- WRITTEN REQUEST: Repeat every one of the following rows word for word, without changing anything.

::::::::::

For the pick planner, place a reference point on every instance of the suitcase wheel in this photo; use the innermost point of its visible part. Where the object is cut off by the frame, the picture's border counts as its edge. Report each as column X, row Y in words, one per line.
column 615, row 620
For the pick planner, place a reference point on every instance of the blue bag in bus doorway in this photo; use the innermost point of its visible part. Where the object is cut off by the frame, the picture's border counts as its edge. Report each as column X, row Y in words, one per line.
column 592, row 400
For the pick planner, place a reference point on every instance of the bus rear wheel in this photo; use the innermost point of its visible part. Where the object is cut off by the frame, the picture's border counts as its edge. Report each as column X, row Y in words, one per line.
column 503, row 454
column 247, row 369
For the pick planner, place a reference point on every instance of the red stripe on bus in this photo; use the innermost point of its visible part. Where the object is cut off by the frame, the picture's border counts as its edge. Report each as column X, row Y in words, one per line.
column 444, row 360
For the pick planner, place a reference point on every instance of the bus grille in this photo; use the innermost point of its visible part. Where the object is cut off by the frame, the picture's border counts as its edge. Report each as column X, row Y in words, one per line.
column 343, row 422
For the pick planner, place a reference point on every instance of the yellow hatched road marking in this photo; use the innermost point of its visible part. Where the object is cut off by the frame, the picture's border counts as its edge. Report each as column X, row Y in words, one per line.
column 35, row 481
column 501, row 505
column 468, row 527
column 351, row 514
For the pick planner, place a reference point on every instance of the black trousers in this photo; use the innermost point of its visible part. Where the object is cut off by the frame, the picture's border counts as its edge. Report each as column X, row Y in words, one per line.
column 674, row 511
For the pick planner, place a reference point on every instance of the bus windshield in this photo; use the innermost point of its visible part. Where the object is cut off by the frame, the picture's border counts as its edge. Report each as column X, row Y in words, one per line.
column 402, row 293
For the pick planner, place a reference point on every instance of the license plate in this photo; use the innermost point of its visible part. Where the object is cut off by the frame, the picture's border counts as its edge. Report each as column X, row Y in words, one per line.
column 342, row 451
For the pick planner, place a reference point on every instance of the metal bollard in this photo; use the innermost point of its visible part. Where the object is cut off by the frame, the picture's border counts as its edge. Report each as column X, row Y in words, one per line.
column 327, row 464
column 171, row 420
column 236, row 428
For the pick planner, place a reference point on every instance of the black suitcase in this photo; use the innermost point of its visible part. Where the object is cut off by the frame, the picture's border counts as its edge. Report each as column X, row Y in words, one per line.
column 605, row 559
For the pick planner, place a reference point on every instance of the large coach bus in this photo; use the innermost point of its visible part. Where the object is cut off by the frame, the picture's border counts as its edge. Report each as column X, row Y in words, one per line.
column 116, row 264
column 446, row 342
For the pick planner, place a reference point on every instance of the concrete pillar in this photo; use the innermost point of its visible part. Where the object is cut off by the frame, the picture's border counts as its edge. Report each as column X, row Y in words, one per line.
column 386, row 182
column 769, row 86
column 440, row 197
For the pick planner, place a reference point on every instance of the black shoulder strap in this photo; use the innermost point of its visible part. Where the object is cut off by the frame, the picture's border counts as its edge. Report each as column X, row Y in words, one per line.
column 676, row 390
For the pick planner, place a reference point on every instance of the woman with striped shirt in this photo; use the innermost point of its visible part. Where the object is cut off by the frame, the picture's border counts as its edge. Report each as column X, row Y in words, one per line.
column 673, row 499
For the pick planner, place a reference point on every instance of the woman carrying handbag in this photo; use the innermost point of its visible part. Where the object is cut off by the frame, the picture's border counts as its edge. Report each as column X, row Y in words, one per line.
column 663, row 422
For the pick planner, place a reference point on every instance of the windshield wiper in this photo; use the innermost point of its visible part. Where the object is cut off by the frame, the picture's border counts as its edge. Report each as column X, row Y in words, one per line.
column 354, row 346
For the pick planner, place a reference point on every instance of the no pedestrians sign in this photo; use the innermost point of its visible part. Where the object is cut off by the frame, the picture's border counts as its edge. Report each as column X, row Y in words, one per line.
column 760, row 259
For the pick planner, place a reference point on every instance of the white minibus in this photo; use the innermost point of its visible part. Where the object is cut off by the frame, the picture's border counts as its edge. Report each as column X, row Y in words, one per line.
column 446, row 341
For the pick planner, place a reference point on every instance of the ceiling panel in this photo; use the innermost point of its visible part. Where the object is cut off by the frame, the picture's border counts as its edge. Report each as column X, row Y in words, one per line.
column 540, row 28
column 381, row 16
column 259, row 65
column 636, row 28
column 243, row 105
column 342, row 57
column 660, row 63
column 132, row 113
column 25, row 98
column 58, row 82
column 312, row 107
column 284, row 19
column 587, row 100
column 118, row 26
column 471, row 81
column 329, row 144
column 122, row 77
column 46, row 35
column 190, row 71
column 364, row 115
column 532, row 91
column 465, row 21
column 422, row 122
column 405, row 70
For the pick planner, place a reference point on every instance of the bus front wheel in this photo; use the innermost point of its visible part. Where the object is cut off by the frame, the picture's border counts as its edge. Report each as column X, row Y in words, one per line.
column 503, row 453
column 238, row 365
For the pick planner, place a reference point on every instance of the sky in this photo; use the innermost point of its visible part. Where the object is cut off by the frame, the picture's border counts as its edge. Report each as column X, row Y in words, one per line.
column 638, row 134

::::::::::

- EXPECTED OUTPUT:
For the pick planner, place a reference point on every instance of the suitcase wheel in this photo; use the innermost point of its visible part. Where the object is cut off by the frame, the picture's border counts as its edge. Report each as column X, row Y in words, one per line.
column 615, row 620
For the pick planner, place a reference point on every instance of the blue bag in bus doorway in this photo; use the innermost point of its visible part. Where the object is cut off by the frame, the picture's border counts as its edge. Report each as column X, row Y in words, one per line.
column 592, row 400
For the pick planner, place a reference point on every instance of the bus rear wheel in this photo; use the innermost point of its visible part. Where the object is cut off by the frame, the picture's border counts as its edge. Report each as column X, row Y in words, one per line.
column 503, row 454
column 247, row 369
For the pick planner, place a reference point on every instance of the red stripe on bus in this photo; use the innermost point of its visible part. Where the object is cut off by the frame, the picture's border counts as its edge. Report each as column X, row Y in words, one per line.
column 444, row 360
For the pick planner, place a reference point on every instance of the bus grille in this photo; use the innermost point of its visible part. Where the object is cut off by the frame, the picture's border counts as its edge. Report each as column X, row Y in words, one per line.
column 343, row 422
For the pick planner, place a reference point on every instance of the yellow hatched road marking in this photo; use the innermost point of its visible part. Where the object is cut off by the frame, the picture's border counts as its edge. Report each as column X, row Y in words, one per line.
column 35, row 481
column 501, row 505
column 468, row 527
column 351, row 514
For the pick planner, place a reference point on every instance of the black trousers in this photo; use the innermost point of its visible part. Where the object is cut off by the frame, the picture's border counts as its edge. Report each as column X, row Y in words, one per line.
column 674, row 511
For the pick planner, place a reference point on every instance of the bus windshield in this photo; use the innermost point of its visible part. Where the object is cut off by the frame, the picture's border counts as its edge. Report each as column X, row Y in words, one per line.
column 402, row 293
For the pick planner, place a reference point on every instance of the license plate in this photo; use the innermost point of its visible part. Where the object is cut off by the frame, the picture's border counts as its edge. Report each as column X, row Y in words, one per line.
column 342, row 451
For the pick planner, place a reference point on every instance of the metal bollard in this photo; use the innermost point of its visible part. Where the object is cut off by the frame, the picture's border counts as its edge. Report each as column X, row Y in words, one per line.
column 327, row 464
column 171, row 420
column 236, row 428
For the pick planner, place a reference point on every instance of the black suitcase in this photo; use the innermost point of its visible part. Where the object is cut off by the frame, the picture's border counts as its edge. Report each as column X, row Y in words, one per line.
column 605, row 559
For the pick planner, place a reference point on every instance of the large coach bus in this photo; use the innermost point of its visible part. Where the object is cut off by the frame, the picture's border counts as its edge. Report each as column X, row Y in words, one per line.
column 116, row 264
column 446, row 342
For the pick planner, place a reference point on every instance of the concrete pillar in this photo; use the innermost point of its visible part. Where the object is cut off by the frame, the picture's border counts as its edge. Report each as column X, row Y in words, one per line.
column 386, row 182
column 769, row 86
column 440, row 197
For the pick planner, place a reference point on every instance of the black shoulder strap in this photo; use the innermost point of its visible part. Where the object is cut off by the frame, the picture's border counts as its edge. Report each as column X, row Y in words, one per line.
column 676, row 390
For the pick planner, place a reference point on every instance of the woman with striped shirt in this photo; use the innermost point of its visible part. Where the object is cut off by the frame, the picture's border counts as its edge. Report each as column X, row Y in words, one per line.
column 673, row 499
For the pick planner, place a reference point on every instance of the woman carrying handbag in this photo; use the innermost point of its visible part. Where the object is cut off by the frame, the picture's border counts as its edge. Report each as column X, row Y in words, one per line.
column 663, row 422
For the pick planner, place a reference point on every instance of the windshield wiper in this photo; use the innermost point of its visible part. Where the object is cut off by the frame, the picture's border counts as its edge. Report each as column X, row Y in words, one per line.
column 354, row 346
For the pick planner, place a reference point on every instance of the no pedestrians sign in this photo; use the innermost point of its visible part. Where the object is cut off by the frame, the picture's border counts as its edge. Report each as column X, row Y in words, one per line.
column 760, row 259
For the pick planner, place a reference point on every instance of the white minibus in this photo; use the innermost point of its visible part. Where the object is cut off by the frame, the picture's border counts as its edge. Report each as column X, row Y in words, one per line.
column 446, row 341
For the pick planner, place a reference point on every instance of the ceiling panel in this photo; use the innermost point of its visible part. Where the object is cut off by the frame, the picture's border counts as its edge. Report each as column X, row Y in words, one per line.
column 540, row 28
column 381, row 16
column 259, row 65
column 636, row 28
column 243, row 105
column 342, row 57
column 660, row 63
column 132, row 113
column 25, row 98
column 58, row 82
column 312, row 107
column 284, row 19
column 587, row 100
column 118, row 26
column 471, row 81
column 329, row 144
column 122, row 77
column 46, row 35
column 190, row 71
column 364, row 115
column 532, row 91
column 465, row 21
column 422, row 122
column 405, row 70
For the pick planner, place a reference point on every instance of the bus front wheel in this photo; use the innermost point of its visible part. Where the object is cut off by the frame, the picture's border counts as its edge. Report each as column X, row Y in words, one per line.
column 503, row 453
column 238, row 365
For the pick planner, place a reference point on every instance of the sky in this photo; use the innermost point of its visible part. Where the object is cut off by the frame, the picture's border counts as its edge. Report each as column X, row Y in words, one per line.
column 638, row 134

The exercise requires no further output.